**What the task requires**
Reproduce every row below, substituting "orange leaf" for each occurrence of "yellow leaf" and leaving everything else unchanged.

%%

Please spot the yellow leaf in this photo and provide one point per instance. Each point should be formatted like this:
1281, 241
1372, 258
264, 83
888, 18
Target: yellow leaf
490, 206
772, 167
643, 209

%%

**Completed task**
Please spot the orange leaf in this photo and provide one point per instance. Each point should be formatted like this:
1281, 241
1372, 258
264, 83
888, 18
Target: orange leaf
490, 206
772, 167
643, 209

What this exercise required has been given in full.